◆ Page extract:
○ ○ ○
Another Loooong Battle Getting Attention/Action
Kudo's Barrack, Kudo's, But Much More Still Needed! US Doubles Funds for Agent Orange Cleanup
HANOI, Vietnam (AP) — The United States government has doubled its funding for dealing with the environmental and health consequences of its wartime use in Vietnam of the toxic herbicide Agent Orange, the embassy said Friday. President Barack Obama recently signed a bill increasing the funding from $3 million to $6 million, embassy officials said. Most of the money is being used in Danang, where U.S. troops used to mix and store Agent Orange at an Air Force base before loading it onto planes.
More Of The Change We Can Believe In!! Many U.S. soldiers, my brothers of the Vietnam War, have been not only trying to help the Vietnamese in their struggle with this countries poisoning of their lands but have opened up and support places like Vietnam Friendship Village, as well as care facilities and orphanages for those still being born and have since we left.
Vietnam believes as many as 4 million people have suffered serious health problems from the herbicide, such as cancer, spina bifida and other birth defects. The U.S. says the actual number is probably far lower and that further scientific study is needed to understand the health impact. The U.S. and Vietnam only began working together in 2007 to address the consequences of Agent Orange after years of disagreement. The embassy said in a statement that one third of the $6 million is being used for health programs to serve people in the Danang area. The rest will be used to remove dioxin from the soil and sediment near Danang airport.
Much more is needed especially if we're not going to compensate the families of the victims, as noted with this:
Friday's People's Army newspaper quoted Lai Minh Hien, a Vietnamese environmental official in charge of Agent Orange issues, as saying that Vietnam needs additional 1 trillion dong ($57 million) to clean up dioxin in Danang as well as at former U.S. air bases in Bien Hoa and Phu Cat.
○ ○ ○
Items listed in a dataset:
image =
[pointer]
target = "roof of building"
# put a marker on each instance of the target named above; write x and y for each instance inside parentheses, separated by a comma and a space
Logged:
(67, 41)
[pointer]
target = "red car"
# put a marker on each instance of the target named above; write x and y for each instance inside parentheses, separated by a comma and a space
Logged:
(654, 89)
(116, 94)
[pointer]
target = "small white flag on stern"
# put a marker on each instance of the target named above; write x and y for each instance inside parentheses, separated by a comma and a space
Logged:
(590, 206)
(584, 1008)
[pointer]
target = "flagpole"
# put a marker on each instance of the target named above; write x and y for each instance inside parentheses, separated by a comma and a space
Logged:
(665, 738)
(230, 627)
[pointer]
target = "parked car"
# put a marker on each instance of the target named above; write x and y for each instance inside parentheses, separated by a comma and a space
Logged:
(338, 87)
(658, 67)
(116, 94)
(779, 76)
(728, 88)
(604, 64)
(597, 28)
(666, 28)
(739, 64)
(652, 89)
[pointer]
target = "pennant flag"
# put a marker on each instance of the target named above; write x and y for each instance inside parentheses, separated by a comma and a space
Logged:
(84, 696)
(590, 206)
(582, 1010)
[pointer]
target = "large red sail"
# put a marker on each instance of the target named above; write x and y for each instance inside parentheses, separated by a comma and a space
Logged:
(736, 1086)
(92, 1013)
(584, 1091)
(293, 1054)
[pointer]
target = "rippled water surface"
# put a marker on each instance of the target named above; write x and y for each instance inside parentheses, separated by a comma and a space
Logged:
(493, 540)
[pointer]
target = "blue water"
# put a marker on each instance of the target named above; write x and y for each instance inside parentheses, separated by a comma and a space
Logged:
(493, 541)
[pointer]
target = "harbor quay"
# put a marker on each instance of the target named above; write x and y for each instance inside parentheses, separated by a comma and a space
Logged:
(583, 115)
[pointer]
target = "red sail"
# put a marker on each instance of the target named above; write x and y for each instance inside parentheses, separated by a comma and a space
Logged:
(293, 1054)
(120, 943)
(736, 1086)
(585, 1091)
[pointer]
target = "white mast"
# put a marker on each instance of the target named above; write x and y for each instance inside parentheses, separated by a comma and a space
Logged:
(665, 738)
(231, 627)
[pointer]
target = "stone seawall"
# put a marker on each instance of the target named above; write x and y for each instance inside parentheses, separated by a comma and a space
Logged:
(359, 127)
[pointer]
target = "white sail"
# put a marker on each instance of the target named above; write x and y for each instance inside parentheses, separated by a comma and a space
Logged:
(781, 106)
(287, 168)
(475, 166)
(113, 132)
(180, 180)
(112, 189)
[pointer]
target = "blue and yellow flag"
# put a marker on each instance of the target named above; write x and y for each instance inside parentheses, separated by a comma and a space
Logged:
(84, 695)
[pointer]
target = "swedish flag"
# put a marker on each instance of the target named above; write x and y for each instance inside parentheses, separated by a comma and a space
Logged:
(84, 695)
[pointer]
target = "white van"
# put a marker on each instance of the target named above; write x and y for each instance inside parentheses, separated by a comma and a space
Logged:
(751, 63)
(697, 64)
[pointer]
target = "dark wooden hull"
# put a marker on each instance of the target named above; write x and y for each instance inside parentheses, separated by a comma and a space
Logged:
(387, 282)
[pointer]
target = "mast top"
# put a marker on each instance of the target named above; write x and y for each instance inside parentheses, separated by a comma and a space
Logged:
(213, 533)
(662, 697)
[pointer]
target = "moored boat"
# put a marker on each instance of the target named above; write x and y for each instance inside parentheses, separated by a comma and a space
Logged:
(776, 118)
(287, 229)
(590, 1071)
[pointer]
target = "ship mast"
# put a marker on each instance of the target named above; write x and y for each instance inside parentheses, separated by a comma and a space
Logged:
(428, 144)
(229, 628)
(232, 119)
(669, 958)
○ ○ ○
◆ To do:
- 1) From the Agent Orange article, name every place in Vietnam that is mentioned.
- 2) In the Agent Orange article, how much additional money does Vietnam need to clean up dioxin, according to Lai Minh Hien?
- 3) Recast the Agent Orange article's paragraph beginning "Vietnam believes as many as 4 million people" as a short bulleted list that keeps its main facts.

◆ Task-by-task outputs:
- 1) Hanoi, Danang, Bien Hoa, Phu Cat

- 2) An additional 1 trillion dong ($57 million).

- 3)
- Vietnam believes up to 4 million people have had serious health problems from the herbicide, such as cancer, spina bifida and other birth defects.
- The U.S. says the real number is probably far lower and that more scientific study is needed.
- After years of disagreement, the two countries began working together on Agent Orange only in 2007.
- One third of the $6 million goes to health programs for people in the Danang area.
- The rest will remove dioxin from soil and sediment near Danang airport.